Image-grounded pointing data
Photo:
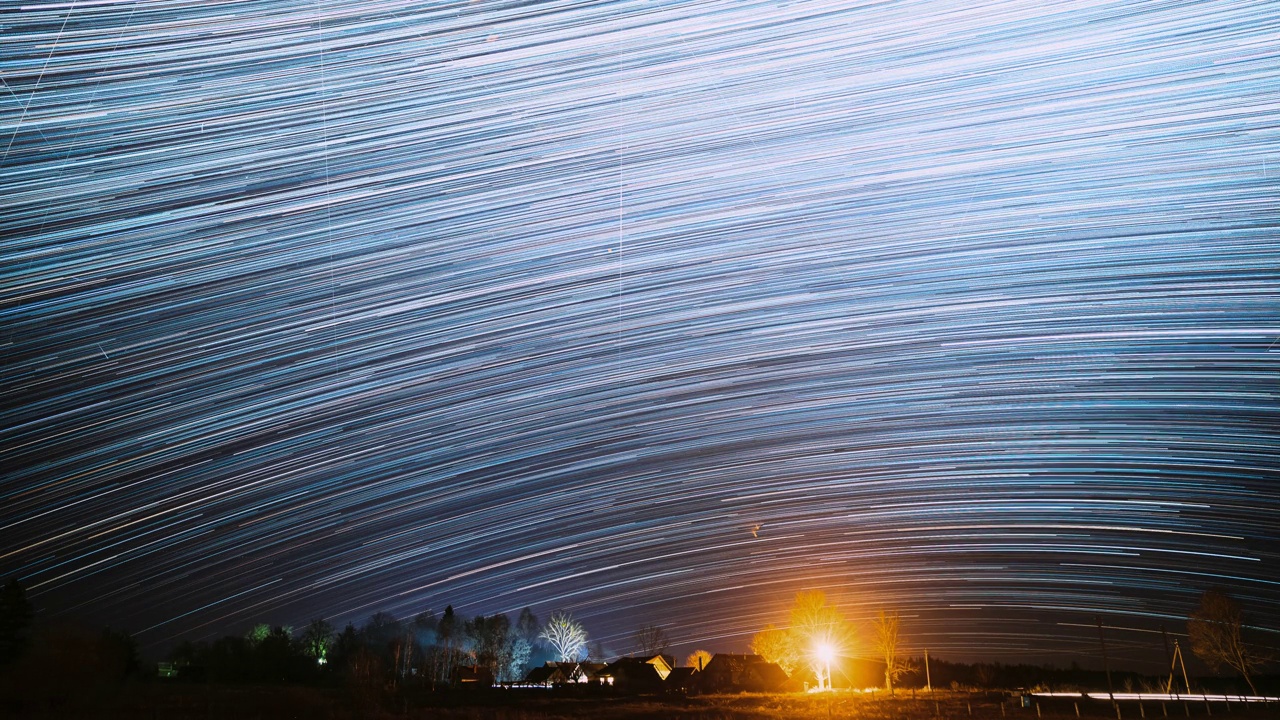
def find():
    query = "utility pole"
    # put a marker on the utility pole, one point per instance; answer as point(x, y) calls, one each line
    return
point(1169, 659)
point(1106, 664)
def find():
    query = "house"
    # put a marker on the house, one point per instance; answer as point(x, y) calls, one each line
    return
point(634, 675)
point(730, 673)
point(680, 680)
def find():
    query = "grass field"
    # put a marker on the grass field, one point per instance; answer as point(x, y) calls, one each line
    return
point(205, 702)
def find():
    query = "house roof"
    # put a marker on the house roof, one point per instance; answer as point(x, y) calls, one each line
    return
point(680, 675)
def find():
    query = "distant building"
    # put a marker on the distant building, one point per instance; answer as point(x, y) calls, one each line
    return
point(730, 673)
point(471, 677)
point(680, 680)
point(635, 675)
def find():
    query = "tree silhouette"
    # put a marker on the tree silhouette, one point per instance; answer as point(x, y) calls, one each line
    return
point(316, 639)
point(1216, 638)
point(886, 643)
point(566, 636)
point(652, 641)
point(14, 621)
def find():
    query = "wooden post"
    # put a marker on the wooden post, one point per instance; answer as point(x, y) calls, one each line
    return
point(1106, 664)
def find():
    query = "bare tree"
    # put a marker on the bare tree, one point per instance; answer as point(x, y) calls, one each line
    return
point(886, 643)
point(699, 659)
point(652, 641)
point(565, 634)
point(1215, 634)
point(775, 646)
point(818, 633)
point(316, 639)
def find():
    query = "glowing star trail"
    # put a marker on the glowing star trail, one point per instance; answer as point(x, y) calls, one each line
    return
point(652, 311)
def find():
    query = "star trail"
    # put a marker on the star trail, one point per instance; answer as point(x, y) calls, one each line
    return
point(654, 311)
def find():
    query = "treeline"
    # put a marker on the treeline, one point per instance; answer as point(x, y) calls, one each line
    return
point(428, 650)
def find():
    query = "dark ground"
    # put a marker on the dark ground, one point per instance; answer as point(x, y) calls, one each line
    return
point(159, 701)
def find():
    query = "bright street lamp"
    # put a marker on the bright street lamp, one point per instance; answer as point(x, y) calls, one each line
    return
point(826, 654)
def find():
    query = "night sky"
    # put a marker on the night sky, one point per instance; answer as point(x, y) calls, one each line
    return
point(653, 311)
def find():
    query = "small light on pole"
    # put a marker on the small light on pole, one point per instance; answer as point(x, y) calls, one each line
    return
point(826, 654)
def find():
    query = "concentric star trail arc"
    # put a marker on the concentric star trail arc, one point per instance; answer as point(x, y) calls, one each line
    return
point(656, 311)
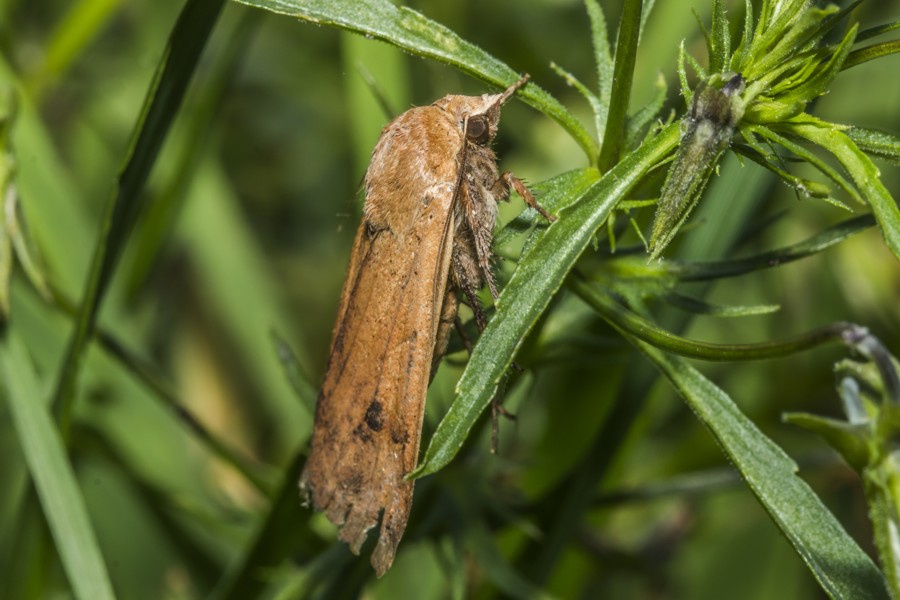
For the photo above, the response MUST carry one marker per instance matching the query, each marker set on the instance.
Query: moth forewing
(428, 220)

EXERCISE DESCRIPTION
Your answer must be an exact copy of every entry, with the pictures left out.

REPLY
Photo:
def find():
    query = "utility pole"
    # put a marker on the utility pole, one point per instance; answer as point(x, y) calls, one each line
    return
point(1169, 659)
point(1106, 664)
def find():
    query = "house"
    # put a marker on the house, one point per instance; answer as point(x, y) calls, one each line
    return
point(634, 675)
point(730, 673)
point(680, 680)
def find():
    query = "grass field"
    # put a marker on the grass field, one point per instance; answer as point(x, y) calls, one each line
    return
point(205, 702)
def find():
    query = "house roof"
    # put a marker on the house roof, one point per instance; answer as point(x, y) calls, one each line
    return
point(680, 675)
def find():
    query = "distant building"
    # put a marker on the distant building, one point per instance; answer as point(x, y) calls, one each line
    return
point(730, 673)
point(471, 677)
point(680, 680)
point(635, 675)
def find():
    query = "tree silhouette"
    # put a marker on the tree silhouette, one point per instance; answer as point(x, y) calls, one each line
    return
point(316, 639)
point(1216, 638)
point(886, 643)
point(566, 636)
point(652, 641)
point(14, 621)
def find():
    query = "wooden post"
    # put a marker on the wooden post, one point per instance; answer as point(x, y) calls, one each line
    return
point(1106, 664)
def find():
    query = "bare tree"
    # put a marker on the bare tree, one point per instance; answer as point(x, y) calls, one each line
    return
point(886, 643)
point(699, 659)
point(652, 641)
point(565, 634)
point(1215, 634)
point(775, 646)
point(818, 633)
point(316, 639)
def find():
    query = "glowing star trail"
    # put a marker on the glowing star trail, one point per instance; answer as point(x, y) calls, one each line
    return
point(652, 311)
def find():
    query = "star trail"
    # put a marker on the star trail, one point per instance; answer as point(x, y) calls, one each line
    return
point(654, 311)
def find():
    query = "treeline"
    # put a marker on the treeline, one point per instance; answer as point(x, y) calls, one each line
    return
point(428, 650)
def find():
    query = "dark ground"
    # put a marker on the dark ground, one point per instance; answer as point(x, y) calls, one each line
    return
point(159, 701)
def find():
    query = "bright street lamp"
    # put a marker on the bright street lamp, one point per instance; answer as point(x, y) calls, one each line
    return
point(826, 654)
def find():
    query = "night sky"
    # put a marker on the night sky, one point per instance; answer as point(x, y) calls, one each line
    return
point(653, 311)
def find():
    query = "small light on pole"
    # put a marker on the small light on pole, one point per instance; answer as point(x, y) calls, one each line
    return
point(826, 654)
def find():
    query = "concentric star trail arc"
    # put a marker on the concentric star trail arc, one point per instance; answer as point(x, y) calls, one each line
    return
point(656, 311)
For the photo above, the response MUST carry one marker per instance matching the query, each marker set on the instance.
Query: moth forewing
(428, 220)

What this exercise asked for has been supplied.